File Conversions

In order to convert files in ConKit, we need to import the ConKit I/O framework.

>>> from conkit import io

Note

ConKit I/O framework consists of three main functions that handle the relevant parsers: conkit.io.read(), conkit.io.write() and conkit.io.convert(). The latter effectively uses the former but handles everything in one step.


Contact Prediction Files

File reading

Let’s say you are designing a new pipeline and you want to manipulate your contact file. Thus, you need to have a way of reading the file into memory before you can manipulate it.

ConKit provides the following simple syntax to do exactly that.

>>> with open('query.pconsc3.txt', 'r') as f_in:
...     contact_hierarchy = io.read(f_in, 'pconsc3')

File writing

Now, you’ve manipulated the file from the previous example and you now want to write it back out. Look no further, this is what you need to do.

>>> with open('query.pconsc3.new.txt', 'w') as f_out:
...     io.write(f_out, contact_hierarchy, 'pconsc3')

◆ ◆ ◆ ◆

Activities ::
A - Answer these questions about the ConKit file conversions page:
(i) Which ConKit framework must be imported to convert files?
(ii) What are the three main functions of that framework?
(iii) What file name does the file writing example write to?
B - Reproduce word for word the part of the ConKit file conversions page starting at "Contact Prediction Files" and ending at "contact_hierarchy = io.read(f_in, 'pconsc3')".

◆ ◆ ◆ ◆

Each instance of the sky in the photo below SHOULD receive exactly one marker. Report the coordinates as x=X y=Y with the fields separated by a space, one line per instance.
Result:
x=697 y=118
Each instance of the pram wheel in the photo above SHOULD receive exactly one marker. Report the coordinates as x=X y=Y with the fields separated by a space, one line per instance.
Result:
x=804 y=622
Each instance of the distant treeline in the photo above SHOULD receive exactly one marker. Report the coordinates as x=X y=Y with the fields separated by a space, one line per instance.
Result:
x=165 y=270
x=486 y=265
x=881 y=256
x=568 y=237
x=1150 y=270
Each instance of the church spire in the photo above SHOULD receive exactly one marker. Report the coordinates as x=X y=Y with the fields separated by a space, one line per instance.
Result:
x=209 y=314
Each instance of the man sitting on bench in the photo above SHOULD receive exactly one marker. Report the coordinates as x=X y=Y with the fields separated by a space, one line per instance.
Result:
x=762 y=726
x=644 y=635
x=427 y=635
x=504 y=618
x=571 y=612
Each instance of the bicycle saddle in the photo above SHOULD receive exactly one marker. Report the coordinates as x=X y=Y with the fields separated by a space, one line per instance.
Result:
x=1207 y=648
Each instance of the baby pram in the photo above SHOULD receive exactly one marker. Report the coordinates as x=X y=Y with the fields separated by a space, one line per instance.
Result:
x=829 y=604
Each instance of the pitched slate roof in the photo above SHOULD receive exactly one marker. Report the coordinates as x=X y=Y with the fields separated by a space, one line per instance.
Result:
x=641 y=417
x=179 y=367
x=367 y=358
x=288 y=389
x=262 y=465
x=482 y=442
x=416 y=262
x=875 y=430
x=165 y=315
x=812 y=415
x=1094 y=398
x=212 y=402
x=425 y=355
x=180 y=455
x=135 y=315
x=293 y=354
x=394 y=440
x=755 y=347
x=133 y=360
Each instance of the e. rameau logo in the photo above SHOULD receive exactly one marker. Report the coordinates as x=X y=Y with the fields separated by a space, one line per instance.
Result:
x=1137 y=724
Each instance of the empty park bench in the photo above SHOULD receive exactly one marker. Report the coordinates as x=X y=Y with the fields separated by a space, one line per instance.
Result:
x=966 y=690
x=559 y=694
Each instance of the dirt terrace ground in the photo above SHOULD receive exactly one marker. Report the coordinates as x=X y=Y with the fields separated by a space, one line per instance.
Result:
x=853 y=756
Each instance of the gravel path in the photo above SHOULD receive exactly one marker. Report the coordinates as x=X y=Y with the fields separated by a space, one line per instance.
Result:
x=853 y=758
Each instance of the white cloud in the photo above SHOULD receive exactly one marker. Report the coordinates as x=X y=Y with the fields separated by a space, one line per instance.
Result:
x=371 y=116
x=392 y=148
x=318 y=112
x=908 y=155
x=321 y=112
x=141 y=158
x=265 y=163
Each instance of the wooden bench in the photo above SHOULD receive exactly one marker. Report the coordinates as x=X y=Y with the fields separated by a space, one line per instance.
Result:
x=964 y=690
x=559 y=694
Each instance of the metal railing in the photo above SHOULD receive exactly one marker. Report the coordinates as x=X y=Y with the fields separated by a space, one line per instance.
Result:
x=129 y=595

◆ ◆ ◆ ◆

Problem solutions ::
A -
(i) The ConKit I/O framework.
(ii) conkit.io.read(), conkit.io.write() and conkit.io.convert().
(iii) query.pconsc3.new.txt

B -
Contact Prediction Files

File reading

Let’s say you are designing a new pipeline and you want to manipulate your contact file. Thus, you need to have a way of reading the file into memory before you can manipulate it.

ConKit provides the following simple syntax to do exactly that.

>>> with open('query.pconsc3.txt', 'r') as f_in:
...     contact_hierarchy = io.read(f_in, 'pconsc3')